▶ _Challenge A_
In the records, convert the stretch from the line containing "[mask] window of building -> every instance" through the line containing "0), (231, 8)]" into a Markdown table with the columns Row and Content. Number each row and omit blank lines.

START Text extract

Unpopular opinion time
Yes. Call it an "Opinion." It's a truth and a dire warning but we'll call it an opinion:
The current "Squatters" problem is about to make a very ugly turn.
Imagine you come home from work one day and your key doesn't work. Your locks have been changed and people are your home! They tell you to leave, get off your property.
You persist. After all, it is your home. You've had a long day. All you want to do is get inside your own home, pour yourself a bowl of cereal and plop down in front of the TV. And here these strangers are inside your home, they changed your locks and they're telling you to get off your own property! So you break in. You break into your own home and confront these strangers.
Then they call the police.
On you.
These strangers in your home, call the police on you. They do.
The police show up.
The home invaders show the damage from where you broke in, show the police some rental agreement they made up, one or more receipts for rent they never paid..probably some bills in their name.

END Text extract
START Dataset records

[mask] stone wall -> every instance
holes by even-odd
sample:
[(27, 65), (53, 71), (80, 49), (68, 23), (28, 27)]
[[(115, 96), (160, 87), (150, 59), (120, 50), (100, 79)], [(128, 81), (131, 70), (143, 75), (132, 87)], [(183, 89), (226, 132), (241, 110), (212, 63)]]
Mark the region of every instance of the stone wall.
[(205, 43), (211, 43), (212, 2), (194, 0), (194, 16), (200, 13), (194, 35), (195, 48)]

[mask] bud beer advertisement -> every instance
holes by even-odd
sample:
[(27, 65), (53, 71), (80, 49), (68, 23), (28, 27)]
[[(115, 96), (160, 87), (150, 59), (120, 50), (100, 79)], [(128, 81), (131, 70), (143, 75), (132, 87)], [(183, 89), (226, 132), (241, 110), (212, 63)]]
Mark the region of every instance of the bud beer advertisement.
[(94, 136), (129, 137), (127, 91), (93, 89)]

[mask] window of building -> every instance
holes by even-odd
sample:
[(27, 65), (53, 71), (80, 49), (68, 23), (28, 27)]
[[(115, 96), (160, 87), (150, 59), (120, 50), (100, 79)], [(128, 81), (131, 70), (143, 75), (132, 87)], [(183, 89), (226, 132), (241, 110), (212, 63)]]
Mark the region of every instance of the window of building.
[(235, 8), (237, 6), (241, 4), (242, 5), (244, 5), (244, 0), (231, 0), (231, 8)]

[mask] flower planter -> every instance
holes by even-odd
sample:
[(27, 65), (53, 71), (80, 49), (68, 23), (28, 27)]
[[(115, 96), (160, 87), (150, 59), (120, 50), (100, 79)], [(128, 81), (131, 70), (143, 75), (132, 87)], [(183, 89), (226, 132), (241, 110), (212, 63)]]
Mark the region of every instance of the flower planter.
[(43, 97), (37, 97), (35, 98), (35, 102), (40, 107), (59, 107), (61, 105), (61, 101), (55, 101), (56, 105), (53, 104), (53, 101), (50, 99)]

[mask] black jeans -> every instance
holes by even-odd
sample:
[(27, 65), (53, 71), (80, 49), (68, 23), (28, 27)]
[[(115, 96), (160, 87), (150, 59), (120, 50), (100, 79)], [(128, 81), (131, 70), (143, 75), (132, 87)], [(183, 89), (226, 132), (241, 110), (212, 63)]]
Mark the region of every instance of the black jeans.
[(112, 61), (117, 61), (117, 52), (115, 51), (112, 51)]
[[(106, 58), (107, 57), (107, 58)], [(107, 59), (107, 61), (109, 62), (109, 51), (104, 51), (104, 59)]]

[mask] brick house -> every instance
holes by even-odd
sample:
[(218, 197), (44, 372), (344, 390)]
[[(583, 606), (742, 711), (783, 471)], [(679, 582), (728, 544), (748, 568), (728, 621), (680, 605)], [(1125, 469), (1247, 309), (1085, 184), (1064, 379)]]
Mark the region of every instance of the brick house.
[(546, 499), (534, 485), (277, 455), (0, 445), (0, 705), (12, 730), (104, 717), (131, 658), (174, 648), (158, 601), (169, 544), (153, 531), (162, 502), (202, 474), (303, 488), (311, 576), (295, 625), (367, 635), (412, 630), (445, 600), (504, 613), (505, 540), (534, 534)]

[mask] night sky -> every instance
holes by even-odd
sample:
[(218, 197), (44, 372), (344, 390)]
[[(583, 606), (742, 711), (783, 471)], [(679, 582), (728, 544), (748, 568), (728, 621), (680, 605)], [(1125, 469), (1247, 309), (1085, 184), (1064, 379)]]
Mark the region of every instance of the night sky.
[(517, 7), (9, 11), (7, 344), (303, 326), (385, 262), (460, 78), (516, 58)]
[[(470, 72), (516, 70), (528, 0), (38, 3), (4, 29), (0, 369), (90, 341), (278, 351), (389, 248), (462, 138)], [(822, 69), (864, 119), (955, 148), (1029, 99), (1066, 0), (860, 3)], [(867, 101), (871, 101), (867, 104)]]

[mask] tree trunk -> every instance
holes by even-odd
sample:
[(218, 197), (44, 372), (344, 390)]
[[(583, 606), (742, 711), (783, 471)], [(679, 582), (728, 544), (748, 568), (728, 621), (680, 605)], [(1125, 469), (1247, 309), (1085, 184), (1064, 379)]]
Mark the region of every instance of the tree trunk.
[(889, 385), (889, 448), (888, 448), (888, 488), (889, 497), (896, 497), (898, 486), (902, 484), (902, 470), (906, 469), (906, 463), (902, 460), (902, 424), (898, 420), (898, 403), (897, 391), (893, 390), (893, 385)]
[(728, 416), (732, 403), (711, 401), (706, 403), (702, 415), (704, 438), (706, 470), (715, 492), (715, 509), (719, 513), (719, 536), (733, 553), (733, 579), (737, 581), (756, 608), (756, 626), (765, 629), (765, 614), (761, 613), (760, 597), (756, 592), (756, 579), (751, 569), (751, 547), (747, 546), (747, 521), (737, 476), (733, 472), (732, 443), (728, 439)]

END Dataset records

▶ _Challenge B_
Extend the piece about squatters, picking up right after its final sentence.

▶ _Response A_
| Row | Content |
|---|---|
| 1 | [mask] window of building -> every instance |
| 2 | holes by even-odd |
| 3 | sample: |
| 4 | [(27, 65), (53, 71), (80, 49), (68, 23), (28, 27)] |
| 5 | [[(115, 96), (160, 87), (150, 59), (120, 50), (100, 79)], [(128, 81), (131, 70), (143, 75), (132, 87)], [(183, 89), (226, 132), (241, 110), (212, 63)]] |
| 6 | Mark the region of every instance of the window of building. |
| 7 | [(235, 8), (237, 6), (241, 4), (242, 5), (244, 5), (244, 0), (231, 0), (231, 8)] |

▶ _Response B_
The police arrest you. The police arrest YOU for breaking into your home, trying to wrongfully evict these "Renters" you are victimizing.
Again, this is your home. You live there. You got up that morning, left for work, locked the door behind you and when you came home at the end of the day you found these squatters inside your home.
This is going to happen.
It's going to happen a lot.
Why wouldn't it?
When it comes to squatters, there's literally no difference between them being there for a week or them being their for hours. The police don't see a difference. The courts don't. In both cases it comes down to pieces of paper, and these squatters inside your home made sure to print out lots of authentic and properly dated pieces of paper.
Oh, you'll probably get them out. Eventually. Maybe in only six months! In the mean time you can't get inside your home and God knows what kind of damages they're doing...
It's going to happen.
They just have to pick an address, cherry pick the legal jurisdiction to give them the greatest advantages, print everything out & wait for you to leave for work in the morning.
People are going to start coming home and finding strangers inside their homes. Squatters. It will happen, if it's not happening already.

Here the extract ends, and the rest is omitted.